▶ [Consignes de l'exercice]
Dans l'extrait sur les murs de Jéricho, indiquez s'il vous plaît qui a dirigé la mission de fouilles menée entre 1952 et 1957.
======== Extrait
Les murs de Jéricho s'écroulent. Par le passé, on a tenté maintes explications, depuis les plus extraordinaires (une intervention miraculeuse) jusqu’aux plus naturelles (un séisme, fréquent dans la région). Certains même, voulant concilier toutes les données du texte, ont conjecturé un habile travail de sape au pied des remparts tandis que les prêtres détournaient l’attention des assiégés par des bruits de trompe et d’interminables processions ! Mais est-ce bien lire le texte ?
Afin d’éviter toute projection imaginative, il convient d’en reprendre la lecture, et ce, à la lumière de l’archéologie d’une part (puisque le site de Jéricho a été l’un des plus fouillés d’Israël) et du travail narratif d’autre part.
Une énigme archéologiqueDès l’origine, les fouilles entreprises en 1867 à Tell es-Sultan (l’antique Jéricho) par le capitaine Charles Warren, au nom de la « Palestine Exploration Fund », ne semblent avoir eu qu’un but : prouver la véracité du récit biblique ! […] Il faut attendre la nouvelle mission dirigée par Kathleen Kenyon entre 1952 et 1957 pour que le site soit fouillé avec des méthodes plus rigoureuses. Et les résultats furent surprenants pour le bibliste. De manière schématique, en voici une rapide présentation :
Vers la fin du IXe millénaire, Jéricho se présentait comme un village d’environ trois hectares, entouré d’un mur. Le vestige le plus notable de cette période est la haute tour de pierres […] dont on ignore la fonction exacte.
================
======== Données présentées
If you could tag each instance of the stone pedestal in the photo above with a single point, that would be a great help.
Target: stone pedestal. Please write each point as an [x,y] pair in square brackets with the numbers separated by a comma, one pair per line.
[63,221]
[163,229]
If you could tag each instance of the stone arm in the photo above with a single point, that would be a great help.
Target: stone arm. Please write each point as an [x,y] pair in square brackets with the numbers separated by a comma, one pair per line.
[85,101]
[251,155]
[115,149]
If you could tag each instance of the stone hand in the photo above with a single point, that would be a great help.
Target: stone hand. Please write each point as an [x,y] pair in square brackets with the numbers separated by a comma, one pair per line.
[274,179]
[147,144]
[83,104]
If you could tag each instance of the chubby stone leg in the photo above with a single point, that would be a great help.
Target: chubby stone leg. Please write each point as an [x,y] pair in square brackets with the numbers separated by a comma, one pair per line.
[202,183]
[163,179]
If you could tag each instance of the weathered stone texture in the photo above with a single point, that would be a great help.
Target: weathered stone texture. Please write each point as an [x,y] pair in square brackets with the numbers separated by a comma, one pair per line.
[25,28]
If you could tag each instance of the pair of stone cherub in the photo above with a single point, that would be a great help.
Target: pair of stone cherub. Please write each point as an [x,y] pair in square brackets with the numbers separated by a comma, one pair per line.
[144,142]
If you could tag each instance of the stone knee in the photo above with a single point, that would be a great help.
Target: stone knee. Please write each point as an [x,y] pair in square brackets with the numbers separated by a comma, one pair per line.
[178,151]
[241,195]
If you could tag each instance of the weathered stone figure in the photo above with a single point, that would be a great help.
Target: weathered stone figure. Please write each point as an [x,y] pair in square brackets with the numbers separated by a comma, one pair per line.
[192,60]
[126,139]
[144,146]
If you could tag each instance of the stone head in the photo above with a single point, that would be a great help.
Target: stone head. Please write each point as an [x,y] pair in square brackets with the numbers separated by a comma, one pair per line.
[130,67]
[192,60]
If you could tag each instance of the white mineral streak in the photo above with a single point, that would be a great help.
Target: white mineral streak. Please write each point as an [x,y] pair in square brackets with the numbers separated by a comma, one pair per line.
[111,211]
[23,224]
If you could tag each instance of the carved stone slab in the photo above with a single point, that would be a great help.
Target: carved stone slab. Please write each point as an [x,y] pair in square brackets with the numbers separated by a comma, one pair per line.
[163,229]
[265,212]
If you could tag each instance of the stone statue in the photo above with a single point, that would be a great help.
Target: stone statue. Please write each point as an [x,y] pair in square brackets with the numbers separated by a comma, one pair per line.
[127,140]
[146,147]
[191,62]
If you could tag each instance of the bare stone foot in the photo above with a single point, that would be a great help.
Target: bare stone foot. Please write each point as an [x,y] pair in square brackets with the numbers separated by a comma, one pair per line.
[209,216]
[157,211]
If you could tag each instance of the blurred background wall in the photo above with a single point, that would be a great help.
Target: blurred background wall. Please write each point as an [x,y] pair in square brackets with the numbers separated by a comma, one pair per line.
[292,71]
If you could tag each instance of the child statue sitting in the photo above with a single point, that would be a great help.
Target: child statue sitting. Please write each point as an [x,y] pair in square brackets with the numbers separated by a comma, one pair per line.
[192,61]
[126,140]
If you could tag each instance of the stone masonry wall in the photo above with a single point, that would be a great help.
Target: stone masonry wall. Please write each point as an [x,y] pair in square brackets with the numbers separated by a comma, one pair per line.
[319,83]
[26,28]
================
▶ [Réponse attendue]
Kathleen Kenyon.